▶ **Text passage**
No our gas prices are seventy five cents higher than six months ago..


----------



## Pogo

Pilot1 said:


> United States Crude Oil Production | 2019 | Data | Chart | Calendar
> 
> Then how do you explain this Pogo?



That's easy.  More profit for my oil stocks.


----------



## percysunshine

Gas prices around the world 2018 | Statista

Note California skews the US price.


----------



## william the wie

initforme said:


> We are told we are awash in oil and have never refined this much.   Yet gas prices rise.  But noooo we weren't fibbed.


 not by the federal government CA, NM and probably other states are jacking up prices and this goes back to at least the Teapot dome scandal under Harding


----------



## Synthaholic

initforme said:


> We have more drilling than ever before, yet gas prices rising steadily.


We already have a thread for this:

TrumpGas™


----------



## Pogo

Synthaholic said:


> initforme said:
> 
> 
> 
> We have more drilling than ever before, yet gas prices rising steadily.
> 
> 
> 
> We already have a thread for this:
> 
> TrumpGas™
Click to expand...


Now available in Orange Vanilla.  Only $130,000.


----------



## Wyatt earp

initforme said:


> We are told we are awash in oil and have never refined this much.   Yet gas prices rise.  But noooo we weren't fibbed.



what do you care, you drive an electric car that is subsidize by poor people


----------



## percysunshine

Synthaholic said:


> initforme said:
> 
> 
> 
> We have more drilling than ever before, yet gas prices rising steadily.

▶ **Set task 1**
Please decide whether each statement below agrees with the gas prices thread, answering yes or no and quoting the words that decide it. (a) percysunshine says California skews the US price. (b) Pogo answers Pilot1 by saying there is less profit for his oil stocks. (c) Synthaholic says a thread for this topic already exists.
▶ **Set task 2**
In the gas prices thread, how much higher does the opening line say gas prices are than six months ago?

▶ **A data block**

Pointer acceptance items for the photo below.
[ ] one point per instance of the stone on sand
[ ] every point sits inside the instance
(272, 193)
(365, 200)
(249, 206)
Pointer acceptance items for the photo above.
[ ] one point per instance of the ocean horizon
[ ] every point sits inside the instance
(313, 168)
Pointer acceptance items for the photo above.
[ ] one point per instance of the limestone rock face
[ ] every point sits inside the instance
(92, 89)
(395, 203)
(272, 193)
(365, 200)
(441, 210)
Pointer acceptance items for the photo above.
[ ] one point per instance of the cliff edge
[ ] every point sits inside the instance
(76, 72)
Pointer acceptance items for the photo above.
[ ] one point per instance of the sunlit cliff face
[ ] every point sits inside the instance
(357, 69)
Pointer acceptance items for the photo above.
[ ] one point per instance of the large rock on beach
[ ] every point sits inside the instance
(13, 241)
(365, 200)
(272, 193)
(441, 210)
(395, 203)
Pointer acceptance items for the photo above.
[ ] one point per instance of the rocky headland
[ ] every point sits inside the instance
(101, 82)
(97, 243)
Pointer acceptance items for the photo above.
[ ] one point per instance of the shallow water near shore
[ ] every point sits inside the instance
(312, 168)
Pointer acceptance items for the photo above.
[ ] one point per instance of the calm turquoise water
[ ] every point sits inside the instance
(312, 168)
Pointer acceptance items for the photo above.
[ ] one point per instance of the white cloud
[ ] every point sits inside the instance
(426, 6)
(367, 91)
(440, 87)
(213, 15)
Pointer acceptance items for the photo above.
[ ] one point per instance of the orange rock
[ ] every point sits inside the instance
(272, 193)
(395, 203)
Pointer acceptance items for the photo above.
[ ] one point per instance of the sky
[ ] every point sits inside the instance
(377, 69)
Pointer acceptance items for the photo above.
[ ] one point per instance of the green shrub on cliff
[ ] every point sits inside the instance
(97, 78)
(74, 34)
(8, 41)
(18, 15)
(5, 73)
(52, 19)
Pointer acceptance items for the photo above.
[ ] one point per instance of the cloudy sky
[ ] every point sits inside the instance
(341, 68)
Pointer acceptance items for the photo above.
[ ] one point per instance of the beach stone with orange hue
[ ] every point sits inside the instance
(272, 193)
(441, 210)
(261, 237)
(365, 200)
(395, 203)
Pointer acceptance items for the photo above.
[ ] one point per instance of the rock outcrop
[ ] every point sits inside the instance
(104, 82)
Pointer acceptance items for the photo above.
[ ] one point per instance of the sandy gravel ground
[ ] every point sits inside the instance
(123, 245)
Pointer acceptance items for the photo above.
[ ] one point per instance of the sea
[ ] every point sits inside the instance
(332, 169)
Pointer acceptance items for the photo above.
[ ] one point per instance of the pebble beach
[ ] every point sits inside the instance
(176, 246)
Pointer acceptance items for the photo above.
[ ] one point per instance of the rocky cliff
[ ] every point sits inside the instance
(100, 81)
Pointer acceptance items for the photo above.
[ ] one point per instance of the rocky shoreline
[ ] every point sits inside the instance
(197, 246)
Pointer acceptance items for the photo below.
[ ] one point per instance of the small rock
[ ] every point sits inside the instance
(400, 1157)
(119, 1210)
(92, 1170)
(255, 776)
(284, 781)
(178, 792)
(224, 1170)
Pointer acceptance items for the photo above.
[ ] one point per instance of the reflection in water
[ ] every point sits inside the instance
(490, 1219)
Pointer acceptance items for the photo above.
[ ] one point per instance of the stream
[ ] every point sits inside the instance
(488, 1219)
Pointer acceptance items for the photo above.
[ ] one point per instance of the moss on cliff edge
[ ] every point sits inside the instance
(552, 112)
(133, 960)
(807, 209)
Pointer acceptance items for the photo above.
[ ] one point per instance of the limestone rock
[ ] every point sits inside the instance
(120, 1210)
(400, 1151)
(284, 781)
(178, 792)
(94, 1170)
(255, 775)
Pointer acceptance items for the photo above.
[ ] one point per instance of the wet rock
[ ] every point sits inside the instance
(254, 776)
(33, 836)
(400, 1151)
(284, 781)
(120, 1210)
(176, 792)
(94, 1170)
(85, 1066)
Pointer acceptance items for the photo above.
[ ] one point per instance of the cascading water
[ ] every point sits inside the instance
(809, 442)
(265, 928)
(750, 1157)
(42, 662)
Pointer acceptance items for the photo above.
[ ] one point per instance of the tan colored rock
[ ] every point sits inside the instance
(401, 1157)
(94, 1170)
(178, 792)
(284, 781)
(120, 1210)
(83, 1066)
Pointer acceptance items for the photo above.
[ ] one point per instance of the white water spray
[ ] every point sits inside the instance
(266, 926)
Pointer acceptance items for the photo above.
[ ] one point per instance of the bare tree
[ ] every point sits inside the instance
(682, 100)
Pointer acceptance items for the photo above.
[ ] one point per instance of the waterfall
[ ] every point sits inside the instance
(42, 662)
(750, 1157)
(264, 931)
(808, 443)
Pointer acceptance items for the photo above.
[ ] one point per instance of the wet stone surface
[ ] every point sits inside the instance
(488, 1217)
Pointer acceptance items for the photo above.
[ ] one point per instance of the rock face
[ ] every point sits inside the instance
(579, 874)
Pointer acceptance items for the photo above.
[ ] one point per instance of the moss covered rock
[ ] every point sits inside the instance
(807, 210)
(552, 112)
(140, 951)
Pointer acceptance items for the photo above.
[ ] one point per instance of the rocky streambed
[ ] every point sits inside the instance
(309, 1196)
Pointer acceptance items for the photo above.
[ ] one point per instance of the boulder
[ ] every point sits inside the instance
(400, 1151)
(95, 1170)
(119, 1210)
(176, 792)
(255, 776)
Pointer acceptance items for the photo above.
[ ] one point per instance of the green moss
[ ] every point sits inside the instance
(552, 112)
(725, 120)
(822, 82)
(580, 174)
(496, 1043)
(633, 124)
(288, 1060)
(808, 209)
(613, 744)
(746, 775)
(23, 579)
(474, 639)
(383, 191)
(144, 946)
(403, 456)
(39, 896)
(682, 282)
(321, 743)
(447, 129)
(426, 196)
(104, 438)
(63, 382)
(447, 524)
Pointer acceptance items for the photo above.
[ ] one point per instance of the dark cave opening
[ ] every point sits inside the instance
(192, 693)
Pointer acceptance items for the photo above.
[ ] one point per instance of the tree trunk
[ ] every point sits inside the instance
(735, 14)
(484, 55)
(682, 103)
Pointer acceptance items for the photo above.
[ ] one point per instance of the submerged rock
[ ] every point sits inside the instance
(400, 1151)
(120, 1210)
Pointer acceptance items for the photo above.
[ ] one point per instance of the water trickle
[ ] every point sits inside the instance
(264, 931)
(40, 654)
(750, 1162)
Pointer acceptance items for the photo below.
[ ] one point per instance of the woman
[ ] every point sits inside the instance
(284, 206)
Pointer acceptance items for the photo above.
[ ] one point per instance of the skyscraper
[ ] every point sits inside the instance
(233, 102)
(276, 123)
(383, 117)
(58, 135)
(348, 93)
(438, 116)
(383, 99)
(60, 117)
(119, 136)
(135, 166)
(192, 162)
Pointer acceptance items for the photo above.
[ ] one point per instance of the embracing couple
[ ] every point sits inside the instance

▶ **Written solution 1**
(a) Yes: "Note California skews the US price."
(b) No: "More profit for my oil stocks."
(c) Yes: "We already have a thread for this:"

▶ **Written solution 2**
Seventy-five cents higher.